● 原文选段
◆ ◆ ◆ ◆ ◆ ◆ ◆
人生短暂,又一年冬季即将拉开序幕,树叶早已枯萎。洪水岭山上甜橘如灯笼般挂满枝头。奶奶就在那片橘林长眠。

奶奶离世已逾一年多了,她的离去令我惊愕万分。直到如今,我依旧沉浸在深深的悲痛之中。在这一年里,我一直身陷囹圄。甚至在她辞世之时,我都未能回家奔丧;也未用任何方式来缅怀她,这便成了我终生的遗憾。

奶奶是平凡的。像无数中国劳动妇女一样,家默默操持着家里家外的一切。但奶奶也是一位了不起的女性。

在上世纪六十年代初,奶奶高中毕业后,在乡下期间担任生产队会计、染坊会计。溆浦一带有人逃荒到西阳一带;当时爷爷在外开车,奶奶不仅帮他们出去讨米,还将自己的床让出来,自己去隔壁亲房家借住。爷爷的早逝后,三十多岁的她拖家带口的她在工厂里做临时工。一次从楼梯上摔下来,她仍咬牙支撑这个家。奶奶也是伟大的,她给人家做后母,不管继子女如何待她不好,她始终如一视如己出。

我是一个单亲家庭并带有残疾的孩子,是奶奶含辛茹苦把我拉扯大。我小时候是一个软绵绵的瓷娃娃,奶奶想尽一切办法帮我康复。
◆ ◆ ◆ ◆ ◆ ◆ ◆
● 任务说明
1 - 根据这篇怀念奶奶的文章,说明奶奶当年为什么要到隔壁亲房家借住。用一到三句话作答。
2 - 这篇怀念奶奶的文章中,奶奶高中毕业后在乡下期间担任过哪些职务?
3 - 从这篇怀念奶奶的文章的最后一句之后接着续写。
◆ ◆ ◆ ◆ ◆ ◆ ◆
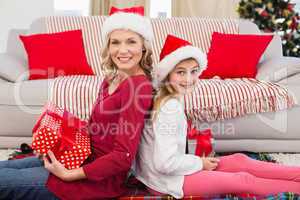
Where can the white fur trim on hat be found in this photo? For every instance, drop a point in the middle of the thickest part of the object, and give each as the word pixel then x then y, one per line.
pixel 168 63
pixel 130 21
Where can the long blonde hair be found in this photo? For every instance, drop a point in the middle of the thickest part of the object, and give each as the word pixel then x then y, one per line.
pixel 110 69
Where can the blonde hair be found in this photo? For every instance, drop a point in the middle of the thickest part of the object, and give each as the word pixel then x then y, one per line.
pixel 164 93
pixel 110 69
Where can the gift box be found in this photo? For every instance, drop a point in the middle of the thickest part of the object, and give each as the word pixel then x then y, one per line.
pixel 203 140
pixel 64 134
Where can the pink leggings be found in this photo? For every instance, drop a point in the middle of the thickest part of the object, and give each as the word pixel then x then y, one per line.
pixel 238 173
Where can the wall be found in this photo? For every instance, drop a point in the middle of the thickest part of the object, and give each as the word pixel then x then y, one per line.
pixel 19 14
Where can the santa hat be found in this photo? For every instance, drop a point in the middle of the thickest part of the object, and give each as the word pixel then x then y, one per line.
pixel 173 52
pixel 128 18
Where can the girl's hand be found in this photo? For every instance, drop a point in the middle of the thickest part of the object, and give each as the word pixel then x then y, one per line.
pixel 210 163
pixel 55 167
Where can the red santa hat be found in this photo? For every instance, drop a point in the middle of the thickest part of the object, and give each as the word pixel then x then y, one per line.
pixel 128 18
pixel 173 52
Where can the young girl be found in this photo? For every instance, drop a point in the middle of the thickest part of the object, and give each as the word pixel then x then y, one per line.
pixel 115 125
pixel 162 164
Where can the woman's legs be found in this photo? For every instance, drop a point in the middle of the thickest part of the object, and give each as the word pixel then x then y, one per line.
pixel 242 163
pixel 27 183
pixel 209 183
pixel 24 179
pixel 28 162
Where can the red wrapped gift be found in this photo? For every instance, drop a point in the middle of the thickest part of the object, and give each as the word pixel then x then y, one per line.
pixel 204 141
pixel 64 134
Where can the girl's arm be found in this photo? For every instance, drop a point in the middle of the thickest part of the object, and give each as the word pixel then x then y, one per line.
pixel 170 134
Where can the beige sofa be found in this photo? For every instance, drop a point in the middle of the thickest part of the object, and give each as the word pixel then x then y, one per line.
pixel 21 100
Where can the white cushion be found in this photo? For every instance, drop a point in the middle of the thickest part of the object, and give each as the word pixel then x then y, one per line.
pixel 28 93
pixel 12 68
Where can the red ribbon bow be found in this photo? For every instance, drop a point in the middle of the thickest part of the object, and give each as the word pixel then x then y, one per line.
pixel 203 138
pixel 69 127
pixel 136 10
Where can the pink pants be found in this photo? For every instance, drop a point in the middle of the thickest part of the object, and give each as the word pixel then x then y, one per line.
pixel 238 173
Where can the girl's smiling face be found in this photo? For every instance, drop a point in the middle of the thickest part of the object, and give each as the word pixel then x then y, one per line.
pixel 184 76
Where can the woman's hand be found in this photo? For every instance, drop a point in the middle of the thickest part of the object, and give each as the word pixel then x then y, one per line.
pixel 210 163
pixel 58 169
pixel 55 167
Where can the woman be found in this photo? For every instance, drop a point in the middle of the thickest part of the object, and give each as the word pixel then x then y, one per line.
pixel 115 124
pixel 162 164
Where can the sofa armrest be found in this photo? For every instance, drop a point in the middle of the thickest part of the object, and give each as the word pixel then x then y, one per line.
pixel 274 49
pixel 278 68
pixel 13 68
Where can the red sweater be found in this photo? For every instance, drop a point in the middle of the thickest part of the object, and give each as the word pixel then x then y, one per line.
pixel 115 127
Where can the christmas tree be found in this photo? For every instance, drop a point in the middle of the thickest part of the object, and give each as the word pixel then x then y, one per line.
pixel 275 16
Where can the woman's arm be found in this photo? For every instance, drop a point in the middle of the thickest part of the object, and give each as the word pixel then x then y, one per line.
pixel 169 131
pixel 130 126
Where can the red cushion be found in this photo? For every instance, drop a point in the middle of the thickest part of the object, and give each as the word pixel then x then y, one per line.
pixel 56 54
pixel 235 55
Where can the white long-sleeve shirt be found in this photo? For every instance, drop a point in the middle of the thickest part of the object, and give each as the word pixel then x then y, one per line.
pixel 161 162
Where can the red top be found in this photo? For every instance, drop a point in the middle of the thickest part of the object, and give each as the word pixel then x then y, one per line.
pixel 115 127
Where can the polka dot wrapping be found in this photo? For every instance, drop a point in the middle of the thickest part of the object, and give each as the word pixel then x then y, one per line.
pixel 48 136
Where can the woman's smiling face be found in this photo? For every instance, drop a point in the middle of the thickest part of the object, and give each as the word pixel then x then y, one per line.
pixel 126 49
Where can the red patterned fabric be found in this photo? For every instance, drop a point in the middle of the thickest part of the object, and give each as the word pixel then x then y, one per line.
pixel 65 135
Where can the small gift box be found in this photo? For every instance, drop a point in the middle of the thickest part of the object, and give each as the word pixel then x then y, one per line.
pixel 203 140
pixel 62 133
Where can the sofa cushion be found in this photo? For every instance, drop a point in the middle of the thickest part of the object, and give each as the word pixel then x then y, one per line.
pixel 34 92
pixel 278 68
pixel 234 55
pixel 52 55
pixel 13 68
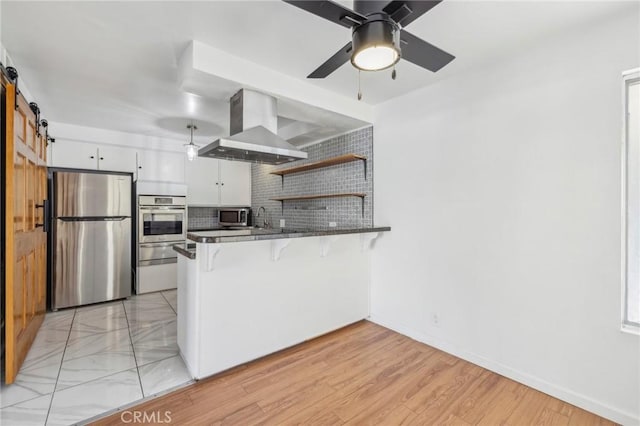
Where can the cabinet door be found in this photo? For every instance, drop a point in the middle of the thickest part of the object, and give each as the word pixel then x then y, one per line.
pixel 203 185
pixel 161 166
pixel 235 182
pixel 116 159
pixel 77 155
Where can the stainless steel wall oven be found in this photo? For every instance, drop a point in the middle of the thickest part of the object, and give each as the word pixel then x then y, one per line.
pixel 162 222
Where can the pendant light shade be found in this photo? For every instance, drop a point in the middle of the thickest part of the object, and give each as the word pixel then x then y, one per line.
pixel 192 149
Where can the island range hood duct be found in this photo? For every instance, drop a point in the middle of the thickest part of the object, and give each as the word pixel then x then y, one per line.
pixel 254 123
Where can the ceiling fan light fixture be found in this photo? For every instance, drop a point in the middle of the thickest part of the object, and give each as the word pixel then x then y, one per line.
pixel 376 45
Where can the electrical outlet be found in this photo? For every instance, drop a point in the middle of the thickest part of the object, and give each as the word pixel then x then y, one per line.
pixel 435 318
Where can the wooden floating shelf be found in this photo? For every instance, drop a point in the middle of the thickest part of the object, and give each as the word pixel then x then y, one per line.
pixel 318 196
pixel 347 158
pixel 313 197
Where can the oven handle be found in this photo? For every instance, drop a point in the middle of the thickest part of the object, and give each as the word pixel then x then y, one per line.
pixel 162 208
pixel 161 244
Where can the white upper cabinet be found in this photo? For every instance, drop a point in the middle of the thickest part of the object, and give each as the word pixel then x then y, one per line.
pixel 218 183
pixel 235 183
pixel 77 155
pixel 116 159
pixel 161 166
pixel 84 155
pixel 202 182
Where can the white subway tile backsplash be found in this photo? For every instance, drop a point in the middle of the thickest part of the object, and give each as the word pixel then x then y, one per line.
pixel 347 177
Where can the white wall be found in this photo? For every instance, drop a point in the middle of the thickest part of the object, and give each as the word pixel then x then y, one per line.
pixel 502 188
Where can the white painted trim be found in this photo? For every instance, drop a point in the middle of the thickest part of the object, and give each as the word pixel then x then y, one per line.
pixel 201 60
pixel 632 74
pixel 534 382
pixel 308 144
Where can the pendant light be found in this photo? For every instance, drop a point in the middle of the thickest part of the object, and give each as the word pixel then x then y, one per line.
pixel 192 149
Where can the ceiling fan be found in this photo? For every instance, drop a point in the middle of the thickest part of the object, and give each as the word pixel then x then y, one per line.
pixel 378 38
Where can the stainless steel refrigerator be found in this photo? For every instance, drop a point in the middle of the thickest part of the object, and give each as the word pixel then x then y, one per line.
pixel 91 247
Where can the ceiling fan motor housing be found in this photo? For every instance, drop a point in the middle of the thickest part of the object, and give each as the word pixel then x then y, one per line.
pixel 378 31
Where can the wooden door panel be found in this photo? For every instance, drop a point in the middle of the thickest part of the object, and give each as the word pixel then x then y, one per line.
pixel 25 243
pixel 19 172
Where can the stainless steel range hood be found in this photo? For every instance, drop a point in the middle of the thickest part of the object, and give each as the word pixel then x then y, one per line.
pixel 254 123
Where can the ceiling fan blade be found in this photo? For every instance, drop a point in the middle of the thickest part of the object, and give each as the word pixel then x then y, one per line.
pixel 333 63
pixel 330 11
pixel 423 54
pixel 405 12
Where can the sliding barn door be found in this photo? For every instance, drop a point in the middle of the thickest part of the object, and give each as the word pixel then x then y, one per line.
pixel 25 240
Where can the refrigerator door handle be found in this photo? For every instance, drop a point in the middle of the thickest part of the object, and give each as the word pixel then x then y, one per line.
pixel 93 219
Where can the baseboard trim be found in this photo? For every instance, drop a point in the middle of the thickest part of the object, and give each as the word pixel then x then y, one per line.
pixel 559 392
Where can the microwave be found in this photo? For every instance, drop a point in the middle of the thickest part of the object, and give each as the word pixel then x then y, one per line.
pixel 237 216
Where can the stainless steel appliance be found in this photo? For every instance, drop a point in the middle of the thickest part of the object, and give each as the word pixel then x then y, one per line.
pixel 162 223
pixel 91 238
pixel 162 218
pixel 253 129
pixel 239 216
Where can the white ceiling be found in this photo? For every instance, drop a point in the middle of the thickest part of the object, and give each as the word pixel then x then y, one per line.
pixel 114 64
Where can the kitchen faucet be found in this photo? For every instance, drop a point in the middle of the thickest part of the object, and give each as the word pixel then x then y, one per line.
pixel 265 219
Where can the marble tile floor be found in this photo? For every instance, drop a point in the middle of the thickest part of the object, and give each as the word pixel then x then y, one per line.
pixel 95 359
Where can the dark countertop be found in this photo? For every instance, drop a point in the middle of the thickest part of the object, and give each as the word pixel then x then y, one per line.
pixel 186 249
pixel 257 234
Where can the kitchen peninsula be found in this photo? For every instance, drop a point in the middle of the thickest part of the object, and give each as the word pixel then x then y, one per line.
pixel 243 294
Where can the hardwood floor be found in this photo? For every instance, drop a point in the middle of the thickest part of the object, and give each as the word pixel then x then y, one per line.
pixel 361 374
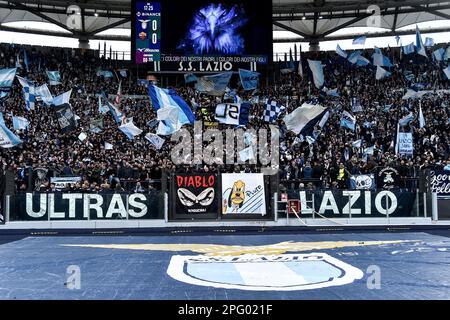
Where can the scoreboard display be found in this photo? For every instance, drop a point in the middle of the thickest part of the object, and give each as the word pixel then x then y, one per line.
pixel 201 35
pixel 147 36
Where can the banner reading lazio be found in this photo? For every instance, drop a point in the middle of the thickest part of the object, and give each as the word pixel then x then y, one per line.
pixel 405 143
pixel 196 193
pixel 243 193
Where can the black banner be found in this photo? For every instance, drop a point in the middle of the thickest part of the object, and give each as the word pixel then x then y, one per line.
pixel 440 182
pixel 358 203
pixel 388 178
pixel 85 206
pixel 66 118
pixel 196 194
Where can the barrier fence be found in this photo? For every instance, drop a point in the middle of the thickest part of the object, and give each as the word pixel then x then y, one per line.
pixel 212 196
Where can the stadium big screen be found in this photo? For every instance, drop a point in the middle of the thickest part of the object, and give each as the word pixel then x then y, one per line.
pixel 202 35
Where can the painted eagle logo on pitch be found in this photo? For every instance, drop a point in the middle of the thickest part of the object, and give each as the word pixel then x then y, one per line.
pixel 257 268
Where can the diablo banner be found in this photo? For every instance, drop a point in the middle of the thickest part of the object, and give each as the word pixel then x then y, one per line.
pixel 440 182
pixel 358 203
pixel 196 193
pixel 85 206
pixel 243 193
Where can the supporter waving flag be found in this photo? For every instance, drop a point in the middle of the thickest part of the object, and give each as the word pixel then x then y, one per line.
pixel 162 98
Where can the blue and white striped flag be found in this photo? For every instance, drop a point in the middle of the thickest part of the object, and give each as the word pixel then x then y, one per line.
pixel 341 52
pixel 155 140
pixel 116 113
pixel 406 120
pixel 20 123
pixel 29 94
pixel 356 105
pixel 317 71
pixel 62 98
pixel 429 42
pixel 44 93
pixel 7 138
pixel 163 98
pixel 381 60
pixel 408 49
pixel 249 79
pixel 439 54
pixel 360 40
pixel 130 130
pixel 273 109
pixel 348 121
pixel 419 43
pixel 421 117
pixel 214 85
pixel 447 72
pixel 102 108
pixel 381 73
pixel 6 81
pixel 54 77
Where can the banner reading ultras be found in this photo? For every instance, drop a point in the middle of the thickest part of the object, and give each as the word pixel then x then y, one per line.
pixel 208 35
pixel 243 193
pixel 147 33
pixel 196 193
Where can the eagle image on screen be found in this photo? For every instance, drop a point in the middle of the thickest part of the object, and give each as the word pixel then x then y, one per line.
pixel 215 29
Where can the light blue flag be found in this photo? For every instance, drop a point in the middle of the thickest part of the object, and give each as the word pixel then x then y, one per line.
pixel 249 79
pixel 25 59
pixel 29 94
pixel 20 123
pixel 214 85
pixel 54 77
pixel 348 121
pixel 190 77
pixel 116 113
pixel 102 108
pixel 105 74
pixel 62 98
pixel 130 130
pixel 439 54
pixel 408 49
pixel 421 117
pixel 44 93
pixel 341 52
pixel 356 105
pixel 6 80
pixel 362 61
pixel 164 98
pixel 419 44
pixel 353 57
pixel 381 73
pixel 360 40
pixel 429 42
pixel 317 71
pixel 381 60
pixel 406 120
pixel 7 138
pixel 447 72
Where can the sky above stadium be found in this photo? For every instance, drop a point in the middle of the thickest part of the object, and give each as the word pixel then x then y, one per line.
pixel 280 48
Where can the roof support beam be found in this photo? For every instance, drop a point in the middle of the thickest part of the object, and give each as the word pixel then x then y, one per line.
pixel 346 24
pixel 287 28
pixel 370 35
pixel 109 26
pixel 433 11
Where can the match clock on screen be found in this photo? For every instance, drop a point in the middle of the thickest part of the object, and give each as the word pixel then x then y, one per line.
pixel 148 31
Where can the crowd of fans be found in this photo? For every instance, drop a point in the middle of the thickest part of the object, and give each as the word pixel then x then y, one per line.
pixel 137 165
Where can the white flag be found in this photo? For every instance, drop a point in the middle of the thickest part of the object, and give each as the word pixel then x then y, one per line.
pixel 155 140
pixel 247 154
pixel 108 146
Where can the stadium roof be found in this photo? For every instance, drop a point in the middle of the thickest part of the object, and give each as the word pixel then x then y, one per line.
pixel 310 20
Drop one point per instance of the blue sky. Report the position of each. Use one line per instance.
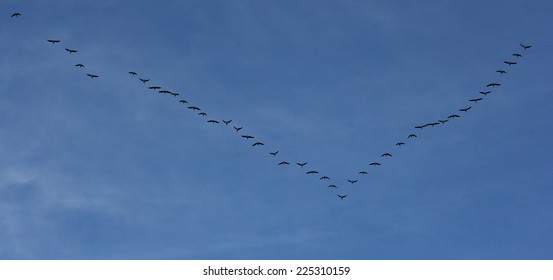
◆ ◆ ◆ ◆ ◆ ◆ ◆
● 练习答案
1 - 溆浦一带有人逃荒到西阳一带,奶奶不仅帮他们出去讨米,还把自己的床让给了他们,所以她自己去隔壁亲房家借住。

2 - 生产队会计和染坊会计。

3 -
我三岁那年,奶奶请来只比我大3岁的小表叔教我在地上爬行,有时甚至自己跪在地上,手把手地教。常常摔得鲜血淋漓。奶奶便在一边清洗我伤口,一边鼓励我;咱们从头再来。奶奶省吃俭用,却从不吝啬给我买营养品。正因为她的坚持,我我始终相信自己能站起来——尽管湖南省儿童医院的教授曾断定我终生以轮椅为伴。奇迹终于在我14岁那年降临了——我终于可以独立行走了!这一切,这与奶奶分不开的。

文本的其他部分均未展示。